▶ SET TASKS
- A) Answer these questions using the crunchscrape README, and label each answer to match:
(i) What command installs the tool?
(ii) What must be installed and added to PATH before running?
(iii) After choosing the columns to export, which option do you click?
- B) Extract every line of the records that contains the string "football". Matching is case-sensitive.
## Start EXCERPT TO READ
GitHub - BraveLittleRoaster/crunchscrape: scrape crunchbase

Installation

!! Before running, make sure you have Selenium webdriver for Firefox installed and added to PATH !! This code will automatically do this for you if you don't have it already.

Install with python3 setup.py install

Configuration

Before running the scraper you should setup what columns you want to have exported. I'd just go ahead and check all of them. Crunchbase saves your view on your account. For example, if you want to see Deal Info >> Price, you can login and check the box and then check "apply changes". Upon next login, all sessions will have that column available to export.

Login to your account and navigate here
Click "Edit View"
Select what columns you want the scraper to automate exporting and click "Apply Changes"

Once you've done this you'll be set to run the scraper.
## End EXCERPT TO READ
## Start INFORMATION PROVIDED
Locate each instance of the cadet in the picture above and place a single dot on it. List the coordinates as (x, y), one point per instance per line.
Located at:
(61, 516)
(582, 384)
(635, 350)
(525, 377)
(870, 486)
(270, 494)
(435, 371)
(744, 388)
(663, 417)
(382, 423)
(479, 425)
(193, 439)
## End INFORMATION PROVIDED
## Start INFORMATION PROVIDED
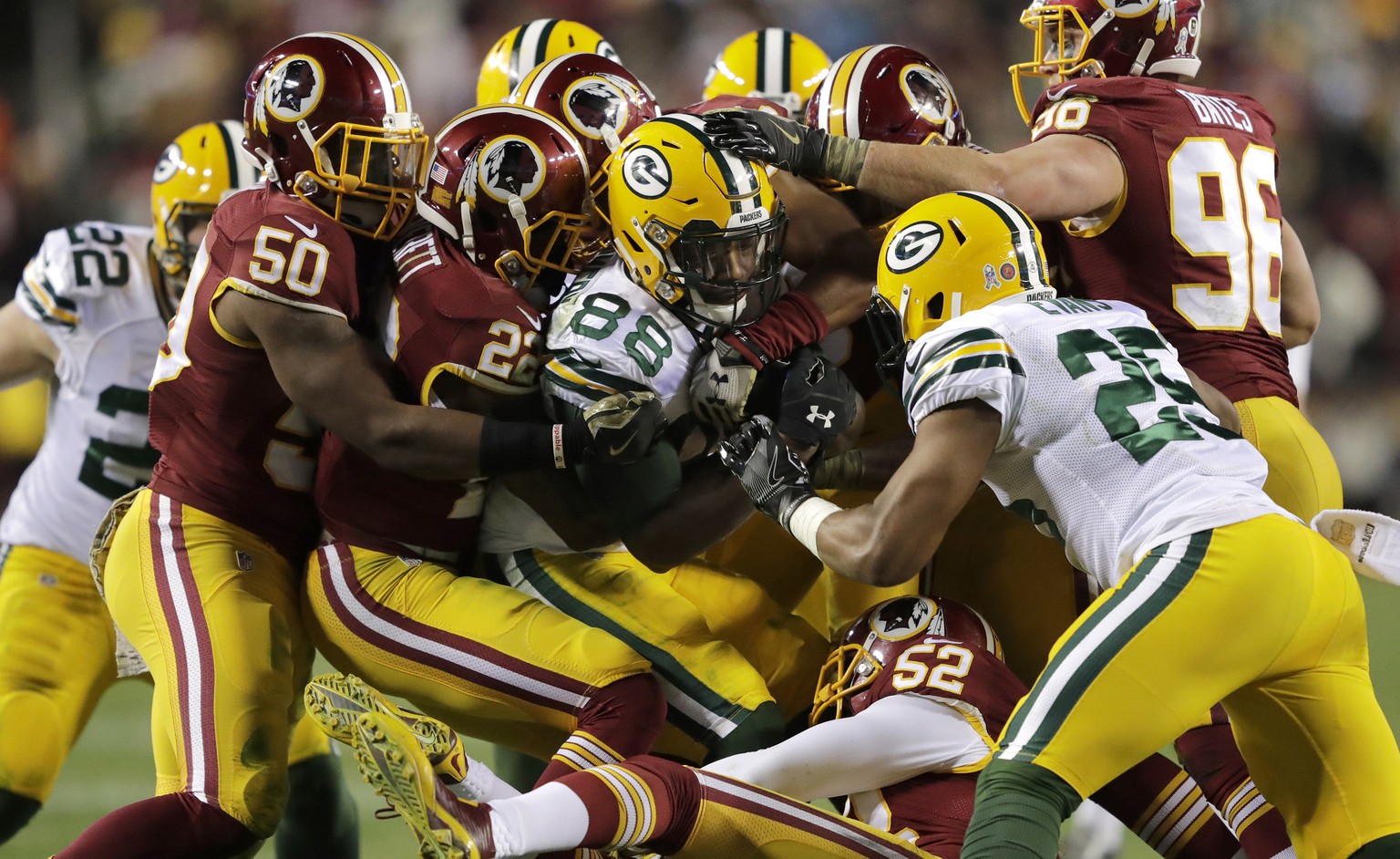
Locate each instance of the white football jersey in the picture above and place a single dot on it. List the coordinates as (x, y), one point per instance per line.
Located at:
## End INFORMATION PROVIDED
## Start INFORMATION PROVIDED
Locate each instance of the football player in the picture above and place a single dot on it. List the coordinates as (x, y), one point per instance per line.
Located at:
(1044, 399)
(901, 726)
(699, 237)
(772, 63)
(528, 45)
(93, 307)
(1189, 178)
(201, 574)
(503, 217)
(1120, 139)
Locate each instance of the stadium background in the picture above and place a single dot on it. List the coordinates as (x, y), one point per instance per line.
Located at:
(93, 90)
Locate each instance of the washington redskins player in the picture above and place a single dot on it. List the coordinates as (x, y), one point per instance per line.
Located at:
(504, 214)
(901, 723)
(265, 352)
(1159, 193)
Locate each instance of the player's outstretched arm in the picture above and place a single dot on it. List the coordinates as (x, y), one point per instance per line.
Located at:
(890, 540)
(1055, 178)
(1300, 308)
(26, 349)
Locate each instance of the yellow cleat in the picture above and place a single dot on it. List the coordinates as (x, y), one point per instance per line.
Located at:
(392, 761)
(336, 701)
## End INFORMATION PROVIDED
▶ SOLVED TASKS
- A)
(i) python3 setup.py install
(ii) Selenium webdriver for Firefox
(iii) "Apply Changes"

- B)
Locate each instance of the white football jersey in the picture above and place a single dot on it. List the coordinates as (x, y), one point per instance per line.
Locate each instance of the football player in the picture above and place a single dot on it. List the coordinates as (x, y), one point per instance per line.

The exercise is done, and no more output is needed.